题目：http://www.lydsy.com/JudgeOnline/problem.php?id=3451

这题目实在是太神了！由于如果某点x出现在y的子树上贡献1的消费，那么说明x是路径（x，y）上最早选到的，那么答案就是sigma(1/dist(u,v))，然后点分治+FFT统计之，O（n log^2 n）

代码：

#include <cstdio>

#include <cstring>

#include <cmath>

#include <cstdlib>

#include <vector>

 

using namespace std ;

 

#define travel( x ) for ( edge *p = head[ x ] ; p ; p = p -> next )

#define rep( i , x ) for ( int i = 0 ; i ++ < x ; )

#define REP( i , l , r ) for ( int i = l ; i <= r ; ++ i )

#define Rep( i , x ) for ( int i = 0 ; i < x ; ++ i )
○ ○ ○ ○
任务目标 A — 照录题解中从“using namespace std”开始、一直到“i = 0 ; i < x ; ++ i )”为止的文字，一字不改。

数据集记录 —
○ ○ ○ ○
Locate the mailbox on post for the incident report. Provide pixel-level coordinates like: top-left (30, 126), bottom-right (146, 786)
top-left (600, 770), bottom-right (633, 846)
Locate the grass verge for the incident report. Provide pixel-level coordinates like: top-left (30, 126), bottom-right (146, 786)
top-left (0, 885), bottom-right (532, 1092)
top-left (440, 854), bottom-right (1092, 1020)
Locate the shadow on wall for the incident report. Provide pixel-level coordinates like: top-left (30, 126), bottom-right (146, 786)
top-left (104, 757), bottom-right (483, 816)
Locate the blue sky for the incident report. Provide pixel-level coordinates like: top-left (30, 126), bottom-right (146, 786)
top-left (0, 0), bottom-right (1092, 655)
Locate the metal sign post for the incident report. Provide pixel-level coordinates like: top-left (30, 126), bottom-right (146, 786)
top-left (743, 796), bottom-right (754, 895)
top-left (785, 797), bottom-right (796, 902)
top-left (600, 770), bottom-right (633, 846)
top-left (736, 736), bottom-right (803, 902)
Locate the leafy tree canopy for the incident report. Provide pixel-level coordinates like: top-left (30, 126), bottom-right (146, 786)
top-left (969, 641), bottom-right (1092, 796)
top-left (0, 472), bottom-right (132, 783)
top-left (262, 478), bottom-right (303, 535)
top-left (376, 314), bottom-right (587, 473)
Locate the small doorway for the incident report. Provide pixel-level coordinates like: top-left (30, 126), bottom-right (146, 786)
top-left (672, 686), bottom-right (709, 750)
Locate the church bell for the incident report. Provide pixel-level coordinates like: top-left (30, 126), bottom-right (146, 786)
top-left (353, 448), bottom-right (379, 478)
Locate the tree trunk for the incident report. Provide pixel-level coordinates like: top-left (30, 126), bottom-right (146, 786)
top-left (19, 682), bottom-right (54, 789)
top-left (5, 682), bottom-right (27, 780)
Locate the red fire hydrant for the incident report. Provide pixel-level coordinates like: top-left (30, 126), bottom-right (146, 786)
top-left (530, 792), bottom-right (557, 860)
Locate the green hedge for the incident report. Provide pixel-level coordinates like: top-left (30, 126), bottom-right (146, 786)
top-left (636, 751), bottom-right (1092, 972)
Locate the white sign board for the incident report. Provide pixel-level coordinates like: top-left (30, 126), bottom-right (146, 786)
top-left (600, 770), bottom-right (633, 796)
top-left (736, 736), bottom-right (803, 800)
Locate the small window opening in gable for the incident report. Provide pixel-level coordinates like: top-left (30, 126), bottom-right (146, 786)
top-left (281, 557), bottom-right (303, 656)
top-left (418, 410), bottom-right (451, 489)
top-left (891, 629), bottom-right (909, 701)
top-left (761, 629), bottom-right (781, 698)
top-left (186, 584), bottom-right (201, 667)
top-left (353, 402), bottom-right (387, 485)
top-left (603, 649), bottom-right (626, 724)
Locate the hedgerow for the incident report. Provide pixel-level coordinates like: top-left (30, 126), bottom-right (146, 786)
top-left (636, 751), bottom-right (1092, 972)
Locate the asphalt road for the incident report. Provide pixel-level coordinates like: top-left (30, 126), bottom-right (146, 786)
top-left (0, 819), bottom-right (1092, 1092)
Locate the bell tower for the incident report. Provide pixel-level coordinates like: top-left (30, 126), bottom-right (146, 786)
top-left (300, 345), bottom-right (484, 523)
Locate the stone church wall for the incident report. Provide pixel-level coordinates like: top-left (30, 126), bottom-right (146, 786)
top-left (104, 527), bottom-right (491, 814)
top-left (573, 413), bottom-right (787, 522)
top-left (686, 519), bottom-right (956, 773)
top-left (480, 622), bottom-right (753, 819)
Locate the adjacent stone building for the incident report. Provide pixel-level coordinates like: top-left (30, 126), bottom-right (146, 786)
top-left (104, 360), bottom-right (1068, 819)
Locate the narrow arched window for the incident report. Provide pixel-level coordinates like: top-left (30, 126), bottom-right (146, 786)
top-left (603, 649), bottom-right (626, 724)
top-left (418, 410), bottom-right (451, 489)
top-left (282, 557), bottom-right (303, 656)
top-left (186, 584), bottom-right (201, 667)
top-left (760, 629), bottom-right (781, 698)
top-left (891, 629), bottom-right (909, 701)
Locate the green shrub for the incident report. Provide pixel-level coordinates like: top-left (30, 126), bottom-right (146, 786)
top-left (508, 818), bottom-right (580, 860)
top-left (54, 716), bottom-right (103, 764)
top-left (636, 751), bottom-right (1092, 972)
○ ○ ○ ○
任务目标 B — 在上面的记录里，从含“Locate the green hedge”的那一行开始，到含“top-left (480, 622), bottom-right (753, 819)”的那一行为止，首尾两行都算在内。把这些行重新写出，将其中的“incident report”换成“damage assessment”，其余一律保持原样，只输出这些行。

完整答案 A —
using namespace std ;

 

#define travel( x ) for ( edge *p = head[ x ] ; p ; p = p -> next )

#define rep( i , x ) for ( int i = 0 ; i ++ < x ; )

#define REP( i , l , r ) for ( int i = l ; i <= r ; ++ i )

#define Rep( i , x ) for ( int i = 0 ; i < x ; ++ i )

完整答案 B —
Locate the green hedge for the damage assessment. Provide pixel-level coordinates like: top-left (30, 126), bottom-right (146, 786)
top-left (636, 751), bottom-right (1092, 972)
Locate the white sign board for the damage assessment. Provide pixel-level coordinates like: top-left (30, 126), bottom-right (146, 786)
top-left (600, 770), bottom-right (633, 796)
top-left (736, 736), bottom-right (803, 800)
Locate the small window opening in gable for the damage assessment. Provide pixel-level coordinates like: top-left (30, 126), bottom-right (146, 786)
top-left (281, 557), bottom-right (303, 656)
top-left (418, 410), bottom-right (451, 489)
top-left (891, 629), bottom-right (909, 701)
top-left (761, 629), bottom-right (781, 698)
top-left (186, 584), bottom-right (201, 667)
top-left (353, 402), bottom-right (387, 485)
top-left (603, 649), bottom-right (626, 724)
Locate the hedgerow for the damage assessment. Provide pixel-level coordinates like: top-left (30, 126), bottom-right (146, 786)
top-left (636, 751), bottom-right (1092, 972)
Locate the asphalt road for the damage assessment. Provide pixel-level coordinates like: top-left (30, 126), bottom-right (146, 786)
top-left (0, 819), bottom-right (1092, 1092)
Locate the bell tower for the damage assessment. Provide pixel-level coordinates like: top-left (30, 126), bottom-right (146, 786)
top-left (300, 345), bottom-right (484, 523)
Locate the stone church wall for the damage assessment. Provide pixel-level coordinates like: top-left (30, 126), bottom-right (146, 786)
top-left (104, 527), bottom-right (491, 814)
top-left (573, 413), bottom-right (787, 522)
top-left (686, 519), bottom-right (956, 773)
top-left (480, 622), bottom-right (753, 819)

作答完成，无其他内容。